* [Показанный текст]:

----

Значит, здесь место гибели — и здесь место спасения. Здесь точка, на которой все сходится. И сейчас момент, в который что-то можно делать.
А для того, чтобы начать что-то делать, надо с какими-то вещами хотя бы минимально разобраться. Мы начали разбираться с ними, создав АКСИО и проведя опросы. Сейчас закончился второй опрос, очень серьезный. По своей информативности он во многие десятки, а то и в сотню раз превышает первый. Он даже просто по количеству задаваемых вопросов, по объему ответов не сопоставим с первым.
Первый опрос был во многом политический. Нам нужно было дать одну цифру и сказать: «Вот что вы получите, если вы начнете идти этим путем. Вот что вы получите, понятно?» И все. Доказать, что это так, и на этом закончить.
Во втором опросе мы ставим гораздо более серьезные задачи, адресованные самим себе. Это не пропаганда — это политика. Это не академическая наука и не пропаганда. Это политика. Мы хотим знать общество, в котором живем, и менять общество сообразно нашему знанию.

----

* [Приведенный список]:
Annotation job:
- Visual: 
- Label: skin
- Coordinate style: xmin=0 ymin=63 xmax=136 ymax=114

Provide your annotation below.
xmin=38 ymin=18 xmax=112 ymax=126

----

* [Формулировка задания]: Перепиши без изменений отрывок текста об опросах АКСИО, который начинается со слов «Первый опрос был» и заканчивается словами «на этом закончить.».

* [Ответ на задание]:
Первый опрос был во многом политический. Нам нужно было дать одну цифру и сказать: «Вот что вы получите, если вы начнете идти этим путем. Вот что вы получите, понятно?» И все. Доказать, что это так, и на этом закончить.